> _GOAL OF THE EXERCISE_: Print exactly what the entries say, line by line, from the first line down to the one with "one marker per instance, written like [760,32]", inclusive.
***
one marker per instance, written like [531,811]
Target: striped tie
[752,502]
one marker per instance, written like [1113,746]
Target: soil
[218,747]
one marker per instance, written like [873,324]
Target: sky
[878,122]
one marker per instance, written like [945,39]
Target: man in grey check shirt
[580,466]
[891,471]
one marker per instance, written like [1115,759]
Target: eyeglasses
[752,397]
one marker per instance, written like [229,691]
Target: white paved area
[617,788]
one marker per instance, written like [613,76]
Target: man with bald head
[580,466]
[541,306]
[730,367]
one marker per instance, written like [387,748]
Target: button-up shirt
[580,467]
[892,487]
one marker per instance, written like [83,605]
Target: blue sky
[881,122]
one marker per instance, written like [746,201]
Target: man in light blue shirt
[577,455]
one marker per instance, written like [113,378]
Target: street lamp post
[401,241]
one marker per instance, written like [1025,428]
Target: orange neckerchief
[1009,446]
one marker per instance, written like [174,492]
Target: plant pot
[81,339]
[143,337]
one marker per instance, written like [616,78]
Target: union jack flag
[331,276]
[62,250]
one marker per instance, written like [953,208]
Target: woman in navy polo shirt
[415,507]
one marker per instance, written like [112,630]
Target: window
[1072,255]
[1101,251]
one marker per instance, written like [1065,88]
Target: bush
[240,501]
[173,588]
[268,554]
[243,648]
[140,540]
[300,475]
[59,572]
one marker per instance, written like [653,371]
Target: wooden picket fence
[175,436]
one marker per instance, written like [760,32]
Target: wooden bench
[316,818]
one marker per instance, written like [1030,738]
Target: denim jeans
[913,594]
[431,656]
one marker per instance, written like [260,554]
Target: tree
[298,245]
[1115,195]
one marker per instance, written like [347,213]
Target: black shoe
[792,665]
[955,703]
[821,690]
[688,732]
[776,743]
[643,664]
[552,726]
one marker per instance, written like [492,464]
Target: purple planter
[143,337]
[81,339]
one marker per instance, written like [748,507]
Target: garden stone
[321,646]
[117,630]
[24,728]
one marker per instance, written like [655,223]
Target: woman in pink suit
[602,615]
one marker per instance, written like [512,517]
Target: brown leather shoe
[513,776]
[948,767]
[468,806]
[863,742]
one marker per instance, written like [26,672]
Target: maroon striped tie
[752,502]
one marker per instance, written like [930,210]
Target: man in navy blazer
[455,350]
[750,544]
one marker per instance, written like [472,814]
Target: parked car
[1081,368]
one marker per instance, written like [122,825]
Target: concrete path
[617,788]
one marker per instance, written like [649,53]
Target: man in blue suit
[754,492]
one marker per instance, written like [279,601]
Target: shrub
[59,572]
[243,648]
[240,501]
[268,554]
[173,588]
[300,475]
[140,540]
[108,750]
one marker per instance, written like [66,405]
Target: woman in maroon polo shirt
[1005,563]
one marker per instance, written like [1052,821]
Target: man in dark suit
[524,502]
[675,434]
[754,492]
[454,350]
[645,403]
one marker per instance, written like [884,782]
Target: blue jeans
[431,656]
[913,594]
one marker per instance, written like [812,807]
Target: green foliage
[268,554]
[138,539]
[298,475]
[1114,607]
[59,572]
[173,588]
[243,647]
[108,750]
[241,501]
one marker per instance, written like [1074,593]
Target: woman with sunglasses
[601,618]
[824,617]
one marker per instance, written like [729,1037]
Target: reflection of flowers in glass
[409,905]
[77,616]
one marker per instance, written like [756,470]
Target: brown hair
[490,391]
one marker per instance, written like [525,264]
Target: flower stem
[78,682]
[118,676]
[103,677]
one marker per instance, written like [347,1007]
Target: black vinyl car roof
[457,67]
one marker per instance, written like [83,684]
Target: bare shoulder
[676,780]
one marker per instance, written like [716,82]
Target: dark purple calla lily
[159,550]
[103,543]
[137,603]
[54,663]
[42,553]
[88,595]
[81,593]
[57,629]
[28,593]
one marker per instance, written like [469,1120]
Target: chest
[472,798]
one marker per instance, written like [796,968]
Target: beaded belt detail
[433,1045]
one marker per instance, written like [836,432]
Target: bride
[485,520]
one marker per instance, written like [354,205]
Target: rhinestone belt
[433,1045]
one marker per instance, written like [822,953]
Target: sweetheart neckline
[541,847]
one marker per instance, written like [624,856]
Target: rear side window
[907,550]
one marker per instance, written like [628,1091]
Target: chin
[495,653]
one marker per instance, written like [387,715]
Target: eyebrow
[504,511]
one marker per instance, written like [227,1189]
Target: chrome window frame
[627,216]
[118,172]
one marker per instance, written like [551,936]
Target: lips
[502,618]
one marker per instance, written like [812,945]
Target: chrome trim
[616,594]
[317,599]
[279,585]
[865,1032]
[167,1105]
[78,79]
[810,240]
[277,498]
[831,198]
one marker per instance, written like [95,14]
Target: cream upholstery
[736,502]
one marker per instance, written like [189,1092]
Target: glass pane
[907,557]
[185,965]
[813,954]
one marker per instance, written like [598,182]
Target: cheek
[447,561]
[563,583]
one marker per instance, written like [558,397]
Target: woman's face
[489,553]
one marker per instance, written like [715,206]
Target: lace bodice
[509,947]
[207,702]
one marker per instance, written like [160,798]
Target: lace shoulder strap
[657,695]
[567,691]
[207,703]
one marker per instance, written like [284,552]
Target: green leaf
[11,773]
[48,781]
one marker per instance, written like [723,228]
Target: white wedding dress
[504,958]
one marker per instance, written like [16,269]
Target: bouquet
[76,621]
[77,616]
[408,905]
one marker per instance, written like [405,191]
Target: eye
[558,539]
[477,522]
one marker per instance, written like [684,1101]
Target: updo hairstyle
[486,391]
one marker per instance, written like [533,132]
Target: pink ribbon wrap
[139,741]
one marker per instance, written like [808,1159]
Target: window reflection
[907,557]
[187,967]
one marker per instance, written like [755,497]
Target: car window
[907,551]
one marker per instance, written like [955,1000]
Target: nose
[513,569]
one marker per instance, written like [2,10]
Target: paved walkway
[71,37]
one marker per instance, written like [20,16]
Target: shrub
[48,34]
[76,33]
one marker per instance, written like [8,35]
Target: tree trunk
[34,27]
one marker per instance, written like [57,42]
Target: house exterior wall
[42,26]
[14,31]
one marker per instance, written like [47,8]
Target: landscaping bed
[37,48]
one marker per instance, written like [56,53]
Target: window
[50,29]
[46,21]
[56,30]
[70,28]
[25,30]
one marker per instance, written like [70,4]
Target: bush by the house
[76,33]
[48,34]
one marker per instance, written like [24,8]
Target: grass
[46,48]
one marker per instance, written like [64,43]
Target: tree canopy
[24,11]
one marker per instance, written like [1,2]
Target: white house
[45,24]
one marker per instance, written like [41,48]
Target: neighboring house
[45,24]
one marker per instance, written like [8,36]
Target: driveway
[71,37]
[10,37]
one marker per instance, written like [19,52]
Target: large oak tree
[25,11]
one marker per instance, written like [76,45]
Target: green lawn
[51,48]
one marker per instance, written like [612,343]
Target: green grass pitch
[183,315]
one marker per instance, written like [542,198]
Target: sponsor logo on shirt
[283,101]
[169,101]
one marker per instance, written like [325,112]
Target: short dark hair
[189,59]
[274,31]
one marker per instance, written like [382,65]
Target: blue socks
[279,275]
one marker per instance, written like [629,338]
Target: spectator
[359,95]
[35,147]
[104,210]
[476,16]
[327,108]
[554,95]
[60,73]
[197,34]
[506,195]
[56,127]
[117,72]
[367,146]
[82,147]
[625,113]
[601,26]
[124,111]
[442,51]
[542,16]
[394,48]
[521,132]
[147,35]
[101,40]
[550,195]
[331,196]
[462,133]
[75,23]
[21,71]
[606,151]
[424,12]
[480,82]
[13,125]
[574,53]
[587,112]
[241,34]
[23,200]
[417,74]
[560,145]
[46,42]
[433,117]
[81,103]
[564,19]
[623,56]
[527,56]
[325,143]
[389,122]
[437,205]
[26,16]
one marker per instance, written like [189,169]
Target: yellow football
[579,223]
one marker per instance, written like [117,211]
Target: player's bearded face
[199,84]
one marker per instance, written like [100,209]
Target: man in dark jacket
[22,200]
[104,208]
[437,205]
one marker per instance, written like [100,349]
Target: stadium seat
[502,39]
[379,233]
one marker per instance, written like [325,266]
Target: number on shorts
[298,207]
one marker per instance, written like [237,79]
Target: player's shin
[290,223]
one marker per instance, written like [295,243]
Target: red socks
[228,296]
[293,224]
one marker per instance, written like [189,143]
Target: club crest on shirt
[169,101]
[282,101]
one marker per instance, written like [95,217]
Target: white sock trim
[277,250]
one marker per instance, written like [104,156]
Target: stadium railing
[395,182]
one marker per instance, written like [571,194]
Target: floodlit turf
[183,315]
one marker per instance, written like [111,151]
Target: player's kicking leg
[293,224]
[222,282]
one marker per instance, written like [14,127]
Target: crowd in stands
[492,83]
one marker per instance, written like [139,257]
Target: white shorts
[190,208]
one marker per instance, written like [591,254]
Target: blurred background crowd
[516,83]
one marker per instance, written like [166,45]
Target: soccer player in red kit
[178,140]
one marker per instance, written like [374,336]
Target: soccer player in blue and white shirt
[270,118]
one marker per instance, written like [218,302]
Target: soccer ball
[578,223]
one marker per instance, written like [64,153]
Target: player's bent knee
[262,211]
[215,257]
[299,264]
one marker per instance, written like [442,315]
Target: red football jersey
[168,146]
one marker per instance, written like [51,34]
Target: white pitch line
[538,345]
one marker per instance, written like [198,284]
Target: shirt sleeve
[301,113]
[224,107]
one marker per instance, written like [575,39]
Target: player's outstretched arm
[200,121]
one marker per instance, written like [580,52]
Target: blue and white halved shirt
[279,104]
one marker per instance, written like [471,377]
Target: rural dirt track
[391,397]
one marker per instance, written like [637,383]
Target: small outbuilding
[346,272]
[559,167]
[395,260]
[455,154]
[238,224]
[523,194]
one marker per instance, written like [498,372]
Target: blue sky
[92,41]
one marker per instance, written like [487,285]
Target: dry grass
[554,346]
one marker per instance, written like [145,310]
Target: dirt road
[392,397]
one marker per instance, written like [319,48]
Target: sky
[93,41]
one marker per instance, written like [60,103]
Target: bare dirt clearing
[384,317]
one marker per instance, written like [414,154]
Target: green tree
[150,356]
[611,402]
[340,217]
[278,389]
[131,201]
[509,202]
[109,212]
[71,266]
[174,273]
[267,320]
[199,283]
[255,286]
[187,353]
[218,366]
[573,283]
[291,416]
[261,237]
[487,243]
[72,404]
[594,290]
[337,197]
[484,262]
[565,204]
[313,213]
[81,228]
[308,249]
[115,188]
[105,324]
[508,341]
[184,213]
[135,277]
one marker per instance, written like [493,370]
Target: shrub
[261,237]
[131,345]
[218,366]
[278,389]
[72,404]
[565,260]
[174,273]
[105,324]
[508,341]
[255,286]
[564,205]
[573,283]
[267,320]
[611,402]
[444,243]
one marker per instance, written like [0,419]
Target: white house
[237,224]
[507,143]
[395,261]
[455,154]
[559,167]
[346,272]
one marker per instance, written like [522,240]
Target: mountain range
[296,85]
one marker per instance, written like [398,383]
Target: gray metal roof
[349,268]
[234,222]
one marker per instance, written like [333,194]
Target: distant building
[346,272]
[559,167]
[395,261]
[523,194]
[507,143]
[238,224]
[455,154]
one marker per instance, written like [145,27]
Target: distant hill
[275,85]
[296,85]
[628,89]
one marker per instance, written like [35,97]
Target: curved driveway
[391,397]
***
> _ANSWER SECTION_:
one marker per instance, written like [531,811]
Target: striped tie
[752,502]
one marker per instance, written like [1113,746]
Target: soil
[218,747]
one marker per instance, written like [873,324]
Target: sky
[878,122]
one marker per instance, written like [945,39]
Target: man in grey check shirt
[580,466]
[891,471]
one marker per instance, written like [1115,759]
Target: eyeglasses
[752,397]
one marker per instance, written like [229,691]
Target: white paved area
[617,788]
one marker per instance, written like [613,76]
Target: man with bald head
[580,466]
[541,306]
[730,367]
one marker per instance, written like [387,748]
Target: button-up shirt
[580,467]
[892,487]
one marker per instance, written like [83,605]
Target: blue sky
[881,122]
one marker per instance, written like [746,201]
Target: man in light blue shirt
[577,455]
one marker per instance, written like [113,378]
Target: street lamp post
[401,241]
one marker per instance, written like [1025,428]
Target: orange neckerchief
[1009,446]
one marker per instance, written like [174,492]
Target: plant pot
[81,339]
[143,337]
one marker per instance, written like [616,78]
Target: union jack flag
[331,276]
[62,250]
one marker per instance, written like [953,208]
Target: woman in navy polo shirt
[415,507]
one marker per instance, written like [112,630]
Target: window
[1072,255]
[1101,251]
one marker per instance, written like [1065,88]
Target: bush
[240,501]
[173,588]
[268,554]
[243,648]
[140,540]
[300,475]
[59,572]
one marker per instance, written like [653,371]
Target: wooden picket fence
[175,436]
one marker per instance, written like [760,32]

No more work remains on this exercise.